• Istruzione 1: Ripeti senza modifiche le righe dei record, partendo dalla prima e proseguendo fino alla riga che contiene "(394, 1110)", inclusa.

• Brano fornito:
#####

Prospettive assistenziali, n. 7, luglio-settembre 1969

 

 

DIBATTITI

 

ADOZIONE SPECIALE DI GIULIO MORELLI

TRASMESSA IL 19-10-1968 NELLA RUBRICA «SETTE GIORNI AL PARLAMENTO».

 

 

Senatrice DAL CANTON: Dopo 20 anni di vita politica e di non facili battaglie, mi sarei volentieri fermata se non avessi avuto la speranza e più che la speranza, se non avessi capito la necessità di conti­nuare a combattere per dei problemi che mi sembrano particolarmente urgenti e importanti. Uno di questi problemi è proprio quello di migliorare la legge sull'adozione speciale, la quale, nonostante le speranze e le attese di tanti italiani, ora non funziona come dovrebbe funzionare. Colpa di chi? Colpa della Legge o colpa degli strumenti che la devono appli­care? Un po' della prima e, più che colpa dei secondi, direi che il lavoro di cui sono oberati i magistrati dei tribunali dei minorenni impedisce loro di occu­parsi della legge come dovrebbero.

 

SPEAKER: In un vecchio stabile della periferia di Torino, siamo andati a trovare nel suo ufficio il Presidente del Tribunale dei minorenni.

 

MORELLI: Dottor Romano, che difficoltà ha incontrato nell'applicazione della legge sull'adozione?

 

Dr. ROMANO (Presidente del Tribunale per i minorenni di Torino): Io, per il momento, più esatta­mente parlerei di carenza nell'applicazione della nuova legge sull'adozione speciale. Perché il termine carenza definisce molto più esattamente questo stato di iner­zia, questa impossibilità di tradurre praticamente un istituto la cui importanza è fuori discussione.

 

SPEAKER: Il Tribunale per i minorenni di To­rino, che estende la sua giurisdizione su due regioni, Piemonte e Val d'Aosta, dispone di 4 locali in tutto. In un'unica stanza dovrebbero trovare posto contem­poraneamente 3 magistrati e 18 giudici onorari!

 

Dr. ROMANO: Altra difficoltà proviene dalla scarsa collaborazione degli operatori che sono chia­mati dalla legge quali ausiliari dell'organo centrale, che è appunto il Tribunale dei minori. Intendo rife­rirmi ai Giudici tutelari e agli Enti che presiedono alla protezione e all'assistenza dell'infanzia e poi a tutto il sottofondo, al pulviscolo di Istituti privati che rendono assistenza ai minori, ma che si preoccu­pano anche della propria sopravvivenza materiale.

#####

• Record riportati:
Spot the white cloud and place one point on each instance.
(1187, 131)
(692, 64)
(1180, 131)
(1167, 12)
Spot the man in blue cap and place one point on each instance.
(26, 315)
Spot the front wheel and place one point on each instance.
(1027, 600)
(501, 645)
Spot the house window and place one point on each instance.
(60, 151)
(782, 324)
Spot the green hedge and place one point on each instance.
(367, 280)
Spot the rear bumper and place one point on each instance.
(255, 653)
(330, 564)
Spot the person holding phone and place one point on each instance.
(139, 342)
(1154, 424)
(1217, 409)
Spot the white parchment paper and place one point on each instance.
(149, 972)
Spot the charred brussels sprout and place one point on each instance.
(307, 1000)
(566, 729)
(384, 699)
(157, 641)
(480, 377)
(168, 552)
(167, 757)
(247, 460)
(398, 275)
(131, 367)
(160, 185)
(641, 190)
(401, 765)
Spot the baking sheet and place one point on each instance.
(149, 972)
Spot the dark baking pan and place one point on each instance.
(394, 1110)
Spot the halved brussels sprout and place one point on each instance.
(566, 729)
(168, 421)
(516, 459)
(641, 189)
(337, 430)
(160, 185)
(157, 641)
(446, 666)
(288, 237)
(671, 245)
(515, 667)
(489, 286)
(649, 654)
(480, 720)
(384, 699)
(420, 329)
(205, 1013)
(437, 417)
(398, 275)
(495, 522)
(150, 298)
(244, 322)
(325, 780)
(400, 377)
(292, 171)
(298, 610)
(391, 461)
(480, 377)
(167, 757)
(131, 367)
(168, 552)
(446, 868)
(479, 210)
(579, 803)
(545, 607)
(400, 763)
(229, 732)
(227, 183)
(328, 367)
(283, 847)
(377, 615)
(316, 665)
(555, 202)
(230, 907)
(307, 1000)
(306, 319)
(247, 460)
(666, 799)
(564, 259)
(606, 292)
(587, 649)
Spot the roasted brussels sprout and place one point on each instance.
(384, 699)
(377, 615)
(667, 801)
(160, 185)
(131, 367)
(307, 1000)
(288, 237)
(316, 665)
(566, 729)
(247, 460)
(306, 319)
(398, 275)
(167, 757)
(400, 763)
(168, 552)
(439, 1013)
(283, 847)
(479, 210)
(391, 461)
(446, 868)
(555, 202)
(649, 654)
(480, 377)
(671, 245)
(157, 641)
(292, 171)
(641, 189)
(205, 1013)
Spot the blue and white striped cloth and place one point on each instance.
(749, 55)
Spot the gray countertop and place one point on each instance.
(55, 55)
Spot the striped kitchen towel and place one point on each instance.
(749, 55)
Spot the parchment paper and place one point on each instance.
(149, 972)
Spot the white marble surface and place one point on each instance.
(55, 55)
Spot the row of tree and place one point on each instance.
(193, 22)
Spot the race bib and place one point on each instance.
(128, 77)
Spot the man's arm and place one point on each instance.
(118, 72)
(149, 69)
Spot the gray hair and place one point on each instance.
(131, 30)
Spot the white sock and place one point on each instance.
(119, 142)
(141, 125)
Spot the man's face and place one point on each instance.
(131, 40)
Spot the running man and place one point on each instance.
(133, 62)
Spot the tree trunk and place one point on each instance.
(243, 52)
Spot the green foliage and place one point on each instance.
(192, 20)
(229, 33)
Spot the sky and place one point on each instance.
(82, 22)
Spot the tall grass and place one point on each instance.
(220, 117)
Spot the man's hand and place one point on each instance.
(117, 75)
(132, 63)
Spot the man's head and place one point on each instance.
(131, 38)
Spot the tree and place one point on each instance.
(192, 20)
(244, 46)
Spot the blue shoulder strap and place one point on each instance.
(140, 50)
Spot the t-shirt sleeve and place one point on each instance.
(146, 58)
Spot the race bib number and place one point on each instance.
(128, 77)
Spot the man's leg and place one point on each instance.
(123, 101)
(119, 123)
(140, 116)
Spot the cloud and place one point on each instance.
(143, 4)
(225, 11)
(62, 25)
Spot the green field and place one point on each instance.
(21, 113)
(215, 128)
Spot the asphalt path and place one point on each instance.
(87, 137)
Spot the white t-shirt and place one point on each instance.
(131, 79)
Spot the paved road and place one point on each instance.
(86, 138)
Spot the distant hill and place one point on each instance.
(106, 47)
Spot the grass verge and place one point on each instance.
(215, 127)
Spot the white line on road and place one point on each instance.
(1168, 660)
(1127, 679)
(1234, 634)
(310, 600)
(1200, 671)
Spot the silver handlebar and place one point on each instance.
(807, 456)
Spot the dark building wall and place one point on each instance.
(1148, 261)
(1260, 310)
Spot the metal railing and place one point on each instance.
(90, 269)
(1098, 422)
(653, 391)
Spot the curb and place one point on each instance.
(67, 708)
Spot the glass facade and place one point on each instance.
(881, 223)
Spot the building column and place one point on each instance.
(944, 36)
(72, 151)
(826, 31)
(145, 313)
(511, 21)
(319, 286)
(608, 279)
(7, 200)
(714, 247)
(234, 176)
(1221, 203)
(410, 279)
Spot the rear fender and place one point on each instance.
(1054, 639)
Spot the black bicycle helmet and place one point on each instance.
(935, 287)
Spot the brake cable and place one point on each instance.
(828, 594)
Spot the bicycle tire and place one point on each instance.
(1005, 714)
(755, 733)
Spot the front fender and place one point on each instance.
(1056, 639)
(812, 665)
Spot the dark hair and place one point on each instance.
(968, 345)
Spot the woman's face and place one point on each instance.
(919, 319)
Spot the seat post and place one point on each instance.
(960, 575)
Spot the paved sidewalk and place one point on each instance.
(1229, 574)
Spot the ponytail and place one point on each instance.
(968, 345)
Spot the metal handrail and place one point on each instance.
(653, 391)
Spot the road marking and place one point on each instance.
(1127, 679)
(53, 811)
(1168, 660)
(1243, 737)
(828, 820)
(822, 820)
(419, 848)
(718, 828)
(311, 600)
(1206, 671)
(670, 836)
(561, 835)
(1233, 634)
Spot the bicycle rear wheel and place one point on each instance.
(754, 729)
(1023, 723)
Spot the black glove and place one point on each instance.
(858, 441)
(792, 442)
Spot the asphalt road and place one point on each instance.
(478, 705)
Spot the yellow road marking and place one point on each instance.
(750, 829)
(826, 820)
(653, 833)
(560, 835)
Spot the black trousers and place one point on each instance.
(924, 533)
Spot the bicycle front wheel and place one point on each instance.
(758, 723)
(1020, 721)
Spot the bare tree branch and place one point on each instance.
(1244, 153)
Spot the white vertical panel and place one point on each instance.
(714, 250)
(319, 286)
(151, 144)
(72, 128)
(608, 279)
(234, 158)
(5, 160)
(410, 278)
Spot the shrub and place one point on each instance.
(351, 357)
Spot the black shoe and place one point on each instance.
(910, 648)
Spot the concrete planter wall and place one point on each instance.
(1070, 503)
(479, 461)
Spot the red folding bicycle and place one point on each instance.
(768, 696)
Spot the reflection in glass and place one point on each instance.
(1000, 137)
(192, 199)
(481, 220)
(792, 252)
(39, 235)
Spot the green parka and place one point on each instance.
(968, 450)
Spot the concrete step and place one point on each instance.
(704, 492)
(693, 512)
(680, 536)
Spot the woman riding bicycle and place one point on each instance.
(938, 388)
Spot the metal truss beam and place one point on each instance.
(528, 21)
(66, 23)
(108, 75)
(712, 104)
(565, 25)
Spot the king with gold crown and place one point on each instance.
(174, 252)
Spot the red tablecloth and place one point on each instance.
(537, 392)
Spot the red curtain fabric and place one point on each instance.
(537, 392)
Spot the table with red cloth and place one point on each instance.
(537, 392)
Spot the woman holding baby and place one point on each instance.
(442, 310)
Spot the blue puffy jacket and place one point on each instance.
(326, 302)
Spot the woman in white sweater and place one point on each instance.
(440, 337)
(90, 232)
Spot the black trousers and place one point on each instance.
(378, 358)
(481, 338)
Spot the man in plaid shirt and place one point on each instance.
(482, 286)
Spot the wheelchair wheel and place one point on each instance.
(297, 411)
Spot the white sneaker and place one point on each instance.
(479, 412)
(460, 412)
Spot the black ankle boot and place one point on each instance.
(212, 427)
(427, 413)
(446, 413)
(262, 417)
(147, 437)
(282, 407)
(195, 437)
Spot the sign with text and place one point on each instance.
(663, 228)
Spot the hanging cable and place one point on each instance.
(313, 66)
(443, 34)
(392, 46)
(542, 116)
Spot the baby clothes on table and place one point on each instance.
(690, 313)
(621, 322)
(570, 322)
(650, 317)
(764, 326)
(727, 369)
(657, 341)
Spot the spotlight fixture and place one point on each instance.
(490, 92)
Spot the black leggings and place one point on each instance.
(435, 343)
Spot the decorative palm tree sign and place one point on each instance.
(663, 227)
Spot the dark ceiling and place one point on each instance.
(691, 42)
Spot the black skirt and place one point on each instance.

#####

• Istruzione 2: Prosegui il dibattito sulla legge per l'adozione speciale a partire dall'ultima frase riportata.

• Risultato finale 1:
Spot the white cloud and place one point on each instance.
(1187, 131)
(692, 64)
(1180, 131)
(1167, 12)
Spot the man in blue cap and place one point on each instance.
(26, 315)
Spot the front wheel and place one point on each instance.
(1027, 600)
(501, 645)
Spot the house window and place one point on each instance.
(60, 151)
(782, 324)
Spot the green hedge and place one point on each instance.
(367, 280)
Spot the rear bumper and place one point on each instance.
(255, 653)
(330, 564)
Spot the person holding phone and place one point on each instance.
(139, 342)
(1154, 424)
(1217, 409)
Spot the white parchment paper and place one point on each instance.
(149, 972)
Spot the charred brussels sprout and place one point on each instance.
(307, 1000)
(566, 729)
(384, 699)
(157, 641)
(480, 377)
(168, 552)
(167, 757)
(247, 460)
(398, 275)
(131, 367)
(160, 185)
(641, 190)
(401, 765)
Spot the baking sheet and place one point on each instance.
(149, 972)
Spot the dark baking pan and place one point on each instance.
(394, 1110)

• Risultato finale 2:
 

SPEAKER: L'Istituto Provinciale per l'assistenza all'infanzia di Torino, è moderno e bene attrezzato.

 

MORELLI: Superiora, secondo lei, la nuova legge sull'adozione, ha migliorato la situazione di questi bambini?

 

SUPERIORA: L'ha peggiorata, in quanto i bam­bini sono trattenuti più a lungo in Istituto perchè la direzione, prima di affidare un bambino, aspetta che il tribunale dichiari lo stato di adottabilità. Il che va molto alle lunghe. Però non so se è per mancanza di persone o per altro.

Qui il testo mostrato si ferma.